[Objectives]
- 1) Update the passage of the article on state university labor institutes between "Most of the" and "support of PLAs.", inclusive, replacing "propaganda mill" with "research center".
- 2) Write what comes next in the article on state university labor institutes, picking up after its last sentence.

[Page excerpt]
┄┄┄┄┄┄┄┄┄┄┄┄┄┄┄┄┄┄┄┄
The Truth About Taxpayer Funded State University “Labor Institutes”
Most of the academic “studies” published in support of Project Labor Agreements (PLAs) are produced by state university “labor institutes” with close connections to labor unions and convenient funding from taxpayers. One of the most notorious is the University of California Labor Institute, established in 2000 at the behest of the California Labor Federation. This taxpayer-funded propaganda mill has produced two phony studies in support of PLAs.
The August 31 print edition of the San Jose Mercury-News has an op-ed I wrote about a politically-driven $4 million budget diversion scheme to the UC Labor Institute, as revealed through 140 pages of internal documents obtained from the UC Office of the President through a California Public Records Act investigation. A link to the op-ed is here:
Opinion: UC system shouldn’t have to fund labor institute – San Jose Mercury News
The documents reveal how Attorney General Jerry Brown, Senate President pro tem Darrell Steinberg, and Assembly Speaker Karen Bass pressured University of California officials to divert $4 million of scarce funding to a Labor Institute at the Berkeley and UCLA campuses after the governor vetoed $5.4 million for the institute in the first 2008-09 budget agreement. The collection of documents includes frank email exchanges among top university officials upset about satisfying these politicians’ demands by depriving other programs of funding.
How Has the University of California Labor Institute Promoted PLAs?
In late 2001, a UC graduate student produced an amateurish paper under the labor institute name that promoted PLAs for construction projects. The study, with its obviously pre-conceived conclusion, was supposed to support a proposed PLA sought by state construction unions and soon-to-be-recalled Governor Gray Davis for the construction of the new University of California campus at Merced. Unions provided the study to the Merced Sun-Star newspaper, which published an editorial that dismissed the study as flawed.
┄┄┄┄┄┄┄┄┄┄┄┄┄┄┄┄┄┄┄┄
[Provided records]
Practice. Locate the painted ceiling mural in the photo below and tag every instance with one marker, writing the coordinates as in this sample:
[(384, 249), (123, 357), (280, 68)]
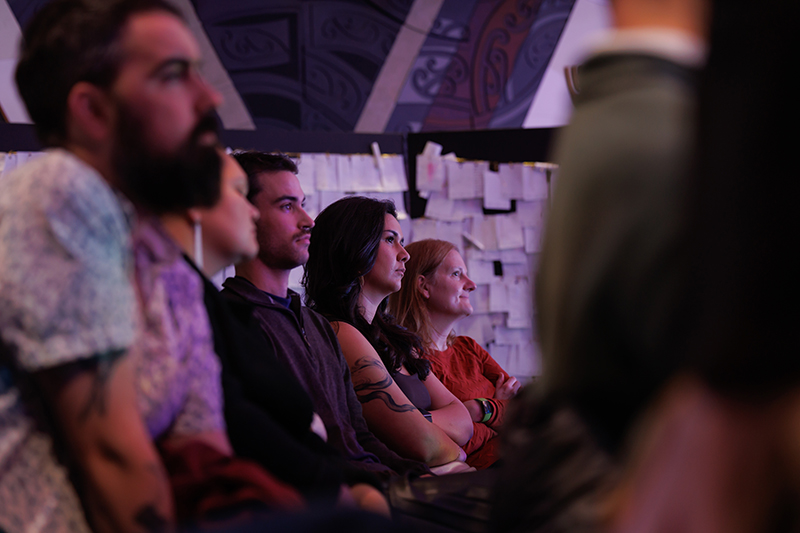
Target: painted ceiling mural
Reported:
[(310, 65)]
┄┄┄┄┄┄┄┄┄┄┄┄┄┄┄┄┄┄┄┄
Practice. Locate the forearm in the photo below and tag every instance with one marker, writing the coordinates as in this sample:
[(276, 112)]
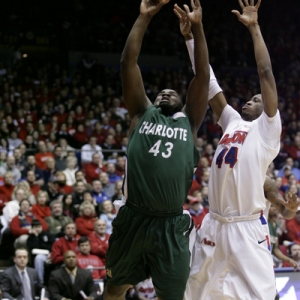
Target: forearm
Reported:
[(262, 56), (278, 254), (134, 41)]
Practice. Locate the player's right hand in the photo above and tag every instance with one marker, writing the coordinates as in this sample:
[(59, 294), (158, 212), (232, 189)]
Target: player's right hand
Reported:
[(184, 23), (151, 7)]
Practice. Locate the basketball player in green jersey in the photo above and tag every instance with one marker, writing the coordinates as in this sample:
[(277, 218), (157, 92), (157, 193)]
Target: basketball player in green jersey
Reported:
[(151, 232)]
┄┄┄┄┄┄┄┄┄┄┄┄┄┄┄┄┄┄┄┄
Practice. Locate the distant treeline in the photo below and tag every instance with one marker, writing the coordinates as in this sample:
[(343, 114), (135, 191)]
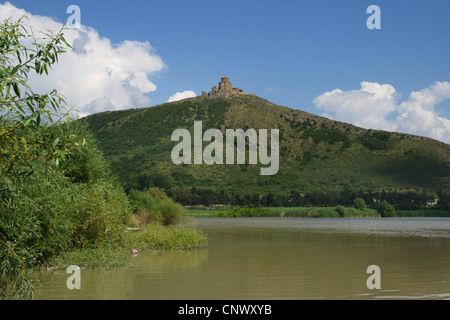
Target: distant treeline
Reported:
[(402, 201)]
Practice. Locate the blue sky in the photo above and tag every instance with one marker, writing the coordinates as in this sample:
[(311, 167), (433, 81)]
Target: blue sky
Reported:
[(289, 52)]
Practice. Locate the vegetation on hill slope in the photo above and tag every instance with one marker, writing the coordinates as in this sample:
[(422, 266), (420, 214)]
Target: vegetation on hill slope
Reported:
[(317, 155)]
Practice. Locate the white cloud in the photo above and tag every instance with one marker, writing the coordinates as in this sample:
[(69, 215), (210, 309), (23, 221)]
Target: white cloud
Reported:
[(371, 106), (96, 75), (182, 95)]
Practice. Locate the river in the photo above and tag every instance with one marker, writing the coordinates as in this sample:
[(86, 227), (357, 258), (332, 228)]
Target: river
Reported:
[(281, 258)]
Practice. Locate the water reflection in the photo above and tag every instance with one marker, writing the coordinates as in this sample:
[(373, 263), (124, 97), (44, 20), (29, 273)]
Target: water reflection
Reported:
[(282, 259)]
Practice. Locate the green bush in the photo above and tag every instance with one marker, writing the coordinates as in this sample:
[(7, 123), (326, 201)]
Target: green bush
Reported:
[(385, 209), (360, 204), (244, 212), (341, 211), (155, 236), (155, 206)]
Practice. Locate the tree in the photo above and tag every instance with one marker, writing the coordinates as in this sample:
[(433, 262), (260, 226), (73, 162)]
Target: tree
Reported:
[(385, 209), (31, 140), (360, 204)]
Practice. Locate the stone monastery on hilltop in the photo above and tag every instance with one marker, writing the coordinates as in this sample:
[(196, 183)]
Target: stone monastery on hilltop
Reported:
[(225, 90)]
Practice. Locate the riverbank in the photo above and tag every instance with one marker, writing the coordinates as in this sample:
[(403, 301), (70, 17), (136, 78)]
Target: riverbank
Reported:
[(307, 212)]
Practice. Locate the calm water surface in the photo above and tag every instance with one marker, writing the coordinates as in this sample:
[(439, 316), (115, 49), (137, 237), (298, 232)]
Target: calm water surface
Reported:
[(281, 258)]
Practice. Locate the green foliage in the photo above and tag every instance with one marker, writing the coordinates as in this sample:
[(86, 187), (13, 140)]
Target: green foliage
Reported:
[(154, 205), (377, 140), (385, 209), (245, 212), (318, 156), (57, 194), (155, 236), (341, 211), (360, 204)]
┄┄┄┄┄┄┄┄┄┄┄┄┄┄┄┄┄┄┄┄
[Expected responses]
- 1)
Most of the academic “studies” published in support of Project Labor Agreements (PLAs) are produced by state university “labor institutes” with close connections to labor unions and convenient funding from taxpayers. One of the most notorious is the University of California Labor Institute, established in 2000 at the behest of the California Labor Federation. This taxpayer-funded research center has produced two phony studies in support of PLAs.

- 2)
Ultimately the campus was built without a PLA. Undeterred by their defeat at UC Merced, construction union bosses throughout the state’s major metropolitan areas began distributing the study with the University of California seal on the cover as “evidence” to local governments that PLAs were good public policy. “It’s from a university. Written by a doctor!” one union official proudly announced as he presented the study during a city council meeting in the San Francisco area.
In February 2008, the Board of Commissioners for the Los Angeles Community Redevelopment Agency voted for a PLA to cover future construction. The PLA was part of a so-called “Construction Careers and Project Stabilization Policy.” Just before the vote, the taxpayer-funded University of California Labor Institute released a report entitled “Helping L.A. Grow Together: Why the Community Redevelopment Agency Should Adopt the Construction Careers Policy.”
Bottom Line: Do Studies Really Matter Anyway?
Both supporters and opponents of PLAs have a tendency to overemphasize the importance of studies in their strategies to promote or fight PLAs at local governments. A general rule of thumb regarding studies is that the more distant someone is from the frontline fight over PLAs, the more that person believes that studies can boost their cause. It is true that decisions made in the United States Congress are usually justified with a plethora of studies, examples, and arguments from Washington, D.C. think tanks and organizations, where highly educated individuals spend their careers justifying their ideology with facts, figures, and theoretical and real-life examples.
But elected officials of local governments rarely make decisions on issues that invite studies or intellectual proposals – their business is much more immediate and personal, and decisions are made on anecdotes or the views of the people they have strong relationships with in their communities. While some ABC chapters have used studies to their benefit and even claim that studies were key to deterring or defeating of a PLA proposal, local elected officials in California rarely cite a study as a reason to support or oppose a PLA.
Editor’s Note: For more information about Big Labor’s think tanks, read Steve Malagna’s 2003 piece, “Union U” which appeared in the Summer 2003 edition of the City Journal – a quarterly publication of the Manhattan Institute.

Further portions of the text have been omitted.